◆ Written problem: How many lines of the records below contain the string "tree"? Reply with the number alone.

◆ Outline annotation records:

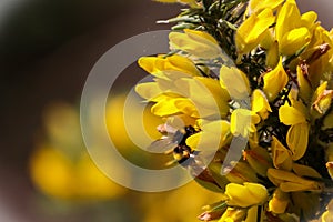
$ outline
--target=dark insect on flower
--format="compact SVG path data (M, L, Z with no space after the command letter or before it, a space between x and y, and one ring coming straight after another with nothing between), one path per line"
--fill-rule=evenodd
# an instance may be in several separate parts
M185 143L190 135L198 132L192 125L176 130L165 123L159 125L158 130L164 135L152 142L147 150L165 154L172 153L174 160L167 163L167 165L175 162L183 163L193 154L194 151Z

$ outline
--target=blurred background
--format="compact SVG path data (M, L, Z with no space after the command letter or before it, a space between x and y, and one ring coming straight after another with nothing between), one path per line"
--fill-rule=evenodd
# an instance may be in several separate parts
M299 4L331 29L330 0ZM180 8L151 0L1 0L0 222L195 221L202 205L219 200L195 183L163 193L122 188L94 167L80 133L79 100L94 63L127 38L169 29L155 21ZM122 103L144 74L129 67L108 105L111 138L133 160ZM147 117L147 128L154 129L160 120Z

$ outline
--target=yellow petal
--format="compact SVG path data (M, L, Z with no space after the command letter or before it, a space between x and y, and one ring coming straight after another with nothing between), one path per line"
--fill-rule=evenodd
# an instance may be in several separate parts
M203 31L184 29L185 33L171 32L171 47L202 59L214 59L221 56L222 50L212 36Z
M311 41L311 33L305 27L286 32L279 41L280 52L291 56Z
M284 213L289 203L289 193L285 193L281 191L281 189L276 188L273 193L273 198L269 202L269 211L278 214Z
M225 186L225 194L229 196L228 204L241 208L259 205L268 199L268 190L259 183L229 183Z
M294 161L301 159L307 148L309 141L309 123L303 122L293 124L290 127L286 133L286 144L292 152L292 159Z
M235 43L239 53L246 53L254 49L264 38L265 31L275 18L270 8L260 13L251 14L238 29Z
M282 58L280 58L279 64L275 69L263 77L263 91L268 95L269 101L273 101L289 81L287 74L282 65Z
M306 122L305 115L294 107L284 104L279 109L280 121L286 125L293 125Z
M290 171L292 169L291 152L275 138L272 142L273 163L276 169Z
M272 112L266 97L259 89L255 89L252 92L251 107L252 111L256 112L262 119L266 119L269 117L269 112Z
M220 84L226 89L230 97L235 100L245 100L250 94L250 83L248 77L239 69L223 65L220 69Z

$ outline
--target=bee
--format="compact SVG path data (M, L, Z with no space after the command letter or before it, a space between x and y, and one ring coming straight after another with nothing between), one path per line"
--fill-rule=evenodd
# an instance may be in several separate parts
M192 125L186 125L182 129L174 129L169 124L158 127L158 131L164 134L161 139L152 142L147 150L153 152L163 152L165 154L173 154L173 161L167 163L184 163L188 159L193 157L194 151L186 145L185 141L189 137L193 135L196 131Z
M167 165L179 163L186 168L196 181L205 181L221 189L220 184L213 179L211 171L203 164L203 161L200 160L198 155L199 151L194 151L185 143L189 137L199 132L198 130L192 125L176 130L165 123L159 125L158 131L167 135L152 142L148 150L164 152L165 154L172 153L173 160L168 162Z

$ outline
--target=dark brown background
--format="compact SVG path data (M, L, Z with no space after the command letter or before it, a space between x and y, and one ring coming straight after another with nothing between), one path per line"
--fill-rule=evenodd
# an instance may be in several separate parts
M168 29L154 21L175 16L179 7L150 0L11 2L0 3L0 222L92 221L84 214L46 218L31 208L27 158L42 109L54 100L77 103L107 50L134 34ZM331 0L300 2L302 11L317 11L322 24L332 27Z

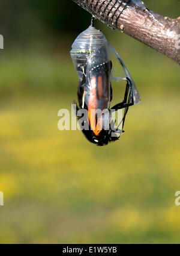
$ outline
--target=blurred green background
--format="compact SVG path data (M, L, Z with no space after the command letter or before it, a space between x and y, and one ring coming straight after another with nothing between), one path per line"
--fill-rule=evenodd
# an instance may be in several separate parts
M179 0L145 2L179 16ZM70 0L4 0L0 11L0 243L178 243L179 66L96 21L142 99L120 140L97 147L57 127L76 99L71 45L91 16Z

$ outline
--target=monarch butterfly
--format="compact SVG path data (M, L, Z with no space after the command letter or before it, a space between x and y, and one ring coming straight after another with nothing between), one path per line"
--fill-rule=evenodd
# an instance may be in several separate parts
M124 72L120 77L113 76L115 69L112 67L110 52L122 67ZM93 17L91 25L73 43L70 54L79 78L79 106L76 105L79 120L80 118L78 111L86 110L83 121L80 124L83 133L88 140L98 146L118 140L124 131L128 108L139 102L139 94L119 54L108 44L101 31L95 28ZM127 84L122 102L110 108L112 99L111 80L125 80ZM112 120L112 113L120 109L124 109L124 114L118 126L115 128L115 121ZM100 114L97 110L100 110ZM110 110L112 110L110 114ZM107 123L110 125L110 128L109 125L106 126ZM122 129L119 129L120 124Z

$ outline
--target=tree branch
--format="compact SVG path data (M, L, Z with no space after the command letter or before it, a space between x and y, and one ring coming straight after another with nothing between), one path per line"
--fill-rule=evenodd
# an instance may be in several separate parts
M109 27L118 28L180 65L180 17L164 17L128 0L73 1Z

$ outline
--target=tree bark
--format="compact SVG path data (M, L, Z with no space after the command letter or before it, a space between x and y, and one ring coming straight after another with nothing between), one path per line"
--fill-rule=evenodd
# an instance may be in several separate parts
---
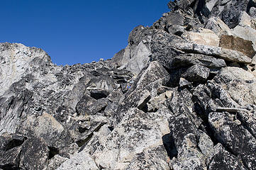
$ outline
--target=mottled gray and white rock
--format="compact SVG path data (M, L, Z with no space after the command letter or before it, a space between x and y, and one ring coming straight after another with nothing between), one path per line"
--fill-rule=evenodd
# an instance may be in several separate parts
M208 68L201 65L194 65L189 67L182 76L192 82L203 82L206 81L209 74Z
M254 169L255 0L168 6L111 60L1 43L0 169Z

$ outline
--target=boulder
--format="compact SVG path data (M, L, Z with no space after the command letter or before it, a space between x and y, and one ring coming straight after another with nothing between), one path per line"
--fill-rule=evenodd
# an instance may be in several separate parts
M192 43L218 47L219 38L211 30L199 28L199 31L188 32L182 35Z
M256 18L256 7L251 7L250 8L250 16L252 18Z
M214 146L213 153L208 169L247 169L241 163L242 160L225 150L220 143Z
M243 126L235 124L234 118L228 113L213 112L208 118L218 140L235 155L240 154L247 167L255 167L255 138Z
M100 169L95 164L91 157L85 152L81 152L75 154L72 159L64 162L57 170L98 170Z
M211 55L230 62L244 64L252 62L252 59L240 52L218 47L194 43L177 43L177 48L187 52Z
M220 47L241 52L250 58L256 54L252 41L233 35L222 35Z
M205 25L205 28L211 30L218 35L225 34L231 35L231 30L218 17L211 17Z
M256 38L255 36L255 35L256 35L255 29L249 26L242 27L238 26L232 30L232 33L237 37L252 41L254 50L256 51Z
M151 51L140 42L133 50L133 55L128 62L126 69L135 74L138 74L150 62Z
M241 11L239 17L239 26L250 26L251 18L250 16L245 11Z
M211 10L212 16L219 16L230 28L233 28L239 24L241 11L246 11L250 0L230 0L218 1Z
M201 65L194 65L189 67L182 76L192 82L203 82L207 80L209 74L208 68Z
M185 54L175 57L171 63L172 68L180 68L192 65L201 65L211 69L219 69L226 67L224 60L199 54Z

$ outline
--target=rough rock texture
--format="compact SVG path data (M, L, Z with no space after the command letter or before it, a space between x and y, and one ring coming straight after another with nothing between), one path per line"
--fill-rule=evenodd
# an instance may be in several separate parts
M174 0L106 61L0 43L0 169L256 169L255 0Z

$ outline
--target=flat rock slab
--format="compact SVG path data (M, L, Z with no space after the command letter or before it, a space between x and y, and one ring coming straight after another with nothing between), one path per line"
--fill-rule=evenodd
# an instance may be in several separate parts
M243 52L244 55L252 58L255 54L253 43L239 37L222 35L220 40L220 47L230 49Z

◆ Solution below: 2